**Exercise objective:** List every book title named in the interview below.

**Given text:**
* * *
GM: At first impression Ack-Ack Macaque and Ann Leckie’s Ancillary Justice seem like very different books but actually they contain a number of overlapping themes or concerns: most notably the human-AI-machine relationship. Of course you mix this up still further by introducing 'animal' into that group as well. Some of your other work also brushes these issues and Hive Monkey, sequel to Ack-Ack Macaque, builds on it in a big way. Is this a personal concern or, given Ann's book, do you think there's something in the air?

GLP: In some ways, I think science fiction has always been about our relationship with technology, exploring the myriad ways it shapes both our society and ourselves as physical individuals – and, right now, we’re living in an age of profound change.

As science fiction writers, it isn’t our job to accurately predict the future – history has shown that accurate soothsayers tend to get burned at the stake – but to explore instead a range of possible futures as a means of commenting on the world of today.

When I was at school in the mid-Eighties, hardly anyone had a mobile phone and home computers were something of a novelty. Since then we’ve moved so many of our work and leisure activities online, and encoded so much of our public identities into social media profiles, that legitimate questions can start to be asked about the extent to which the Internet has become a neural and cultural prosthesis for communication and memory storage.

As science fiction writers, we have to look at all this and ask ourselves what the implications are. In the macaque books, I’m asking what it will mean to be human when personalities can be recorded and ‘run’ on computers; when whole chunks of your brain can be replaced by faster and better components; and when we have the capability to ‘upgrade’ animals to human levels of thought. And I’m trying to entertain you while I’m doing it. I’ve taken a Philip K. Dick sort of approach. I’ve given you a quartet of fast-paced adventure stories that you can enjoy as such, but I’ve built them around some fairly weighty philosophical questions about the nature of family, grief, loyalty and what it means to be a human being in this crazy, accelerating world.

GM: As you’ve mentioned, the books are also alternate histories, set in a world where France
and the United Kingdom merged in the aftermath of the Suez Crisis following a proposal from the French Prime Minister to Anthony Eden [a genuine historical event, in our timeline the offer was turned down]. What was it that attracted you to an alternate history rather than a straight near-future story, and why this particular turning, or jonbar, point?
* * *
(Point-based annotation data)
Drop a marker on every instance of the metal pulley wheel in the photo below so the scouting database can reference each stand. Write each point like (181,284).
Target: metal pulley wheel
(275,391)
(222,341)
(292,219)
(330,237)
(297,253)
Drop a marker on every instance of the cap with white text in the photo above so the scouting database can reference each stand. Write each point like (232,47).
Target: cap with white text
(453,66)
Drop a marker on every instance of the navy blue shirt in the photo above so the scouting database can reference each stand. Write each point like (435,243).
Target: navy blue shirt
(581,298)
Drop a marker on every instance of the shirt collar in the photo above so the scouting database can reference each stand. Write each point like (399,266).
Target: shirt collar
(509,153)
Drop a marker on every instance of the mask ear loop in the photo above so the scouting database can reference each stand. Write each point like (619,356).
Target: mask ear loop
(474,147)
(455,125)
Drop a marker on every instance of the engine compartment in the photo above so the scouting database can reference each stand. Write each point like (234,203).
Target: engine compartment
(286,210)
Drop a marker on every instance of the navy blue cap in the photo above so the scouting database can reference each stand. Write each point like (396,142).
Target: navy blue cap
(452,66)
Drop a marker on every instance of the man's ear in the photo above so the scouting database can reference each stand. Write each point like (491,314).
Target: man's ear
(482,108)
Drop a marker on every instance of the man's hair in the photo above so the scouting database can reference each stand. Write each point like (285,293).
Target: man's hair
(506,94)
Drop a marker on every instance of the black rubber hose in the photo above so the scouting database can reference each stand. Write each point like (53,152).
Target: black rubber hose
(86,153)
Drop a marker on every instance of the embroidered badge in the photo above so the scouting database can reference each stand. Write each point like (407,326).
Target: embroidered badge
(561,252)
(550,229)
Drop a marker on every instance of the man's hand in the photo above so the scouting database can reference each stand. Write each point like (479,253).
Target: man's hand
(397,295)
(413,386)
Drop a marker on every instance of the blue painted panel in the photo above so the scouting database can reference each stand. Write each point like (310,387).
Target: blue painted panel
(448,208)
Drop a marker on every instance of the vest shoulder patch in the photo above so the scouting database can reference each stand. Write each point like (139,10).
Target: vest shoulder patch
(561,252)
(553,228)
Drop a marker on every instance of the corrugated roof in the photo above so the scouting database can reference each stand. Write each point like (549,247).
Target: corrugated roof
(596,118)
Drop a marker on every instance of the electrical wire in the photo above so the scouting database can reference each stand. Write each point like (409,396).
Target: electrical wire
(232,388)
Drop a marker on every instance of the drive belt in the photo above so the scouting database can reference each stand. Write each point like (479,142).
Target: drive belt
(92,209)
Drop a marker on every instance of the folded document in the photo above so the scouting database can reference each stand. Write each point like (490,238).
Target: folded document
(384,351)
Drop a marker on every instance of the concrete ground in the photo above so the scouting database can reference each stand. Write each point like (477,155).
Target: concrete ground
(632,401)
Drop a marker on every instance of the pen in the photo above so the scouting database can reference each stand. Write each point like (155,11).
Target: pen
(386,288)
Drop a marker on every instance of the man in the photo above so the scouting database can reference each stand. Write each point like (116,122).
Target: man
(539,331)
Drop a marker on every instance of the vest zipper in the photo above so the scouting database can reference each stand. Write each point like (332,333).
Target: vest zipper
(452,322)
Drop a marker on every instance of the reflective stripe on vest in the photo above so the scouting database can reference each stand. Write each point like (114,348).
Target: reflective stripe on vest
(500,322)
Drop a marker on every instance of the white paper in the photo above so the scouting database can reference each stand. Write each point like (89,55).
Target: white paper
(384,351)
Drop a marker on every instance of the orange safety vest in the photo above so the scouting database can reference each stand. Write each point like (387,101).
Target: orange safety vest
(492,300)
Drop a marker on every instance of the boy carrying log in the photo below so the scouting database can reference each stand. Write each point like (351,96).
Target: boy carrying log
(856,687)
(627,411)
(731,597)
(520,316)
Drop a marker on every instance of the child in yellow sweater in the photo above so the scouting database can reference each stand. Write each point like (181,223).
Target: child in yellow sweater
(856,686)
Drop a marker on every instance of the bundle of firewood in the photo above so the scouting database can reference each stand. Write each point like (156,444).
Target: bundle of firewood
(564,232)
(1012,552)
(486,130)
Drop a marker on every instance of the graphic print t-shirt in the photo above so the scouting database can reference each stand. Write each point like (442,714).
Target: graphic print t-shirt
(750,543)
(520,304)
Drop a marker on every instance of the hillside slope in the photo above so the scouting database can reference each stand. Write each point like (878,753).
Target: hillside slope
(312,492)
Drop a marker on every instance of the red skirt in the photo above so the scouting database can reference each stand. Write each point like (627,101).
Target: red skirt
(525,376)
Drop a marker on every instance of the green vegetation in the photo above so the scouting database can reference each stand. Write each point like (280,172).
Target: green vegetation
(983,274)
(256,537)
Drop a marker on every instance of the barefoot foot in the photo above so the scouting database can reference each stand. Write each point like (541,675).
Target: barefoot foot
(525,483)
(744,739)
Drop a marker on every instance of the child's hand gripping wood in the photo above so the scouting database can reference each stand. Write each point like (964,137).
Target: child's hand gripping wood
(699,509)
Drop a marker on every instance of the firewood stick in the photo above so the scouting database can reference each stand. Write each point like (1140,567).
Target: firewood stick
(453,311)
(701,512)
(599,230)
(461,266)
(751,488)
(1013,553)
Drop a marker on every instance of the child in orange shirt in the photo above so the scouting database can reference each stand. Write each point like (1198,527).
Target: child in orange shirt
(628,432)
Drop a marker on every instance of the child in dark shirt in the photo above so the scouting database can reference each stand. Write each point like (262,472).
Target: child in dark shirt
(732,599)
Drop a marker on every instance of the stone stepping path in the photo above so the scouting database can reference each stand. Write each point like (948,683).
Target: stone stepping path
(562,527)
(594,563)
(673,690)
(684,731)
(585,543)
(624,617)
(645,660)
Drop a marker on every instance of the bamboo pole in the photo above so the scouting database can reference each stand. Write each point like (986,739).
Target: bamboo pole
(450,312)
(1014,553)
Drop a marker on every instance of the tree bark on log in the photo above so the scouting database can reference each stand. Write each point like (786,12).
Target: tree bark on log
* * *
**Solution below:** Ack-Ack Macaque, Ancillary Justice, Hive Monkey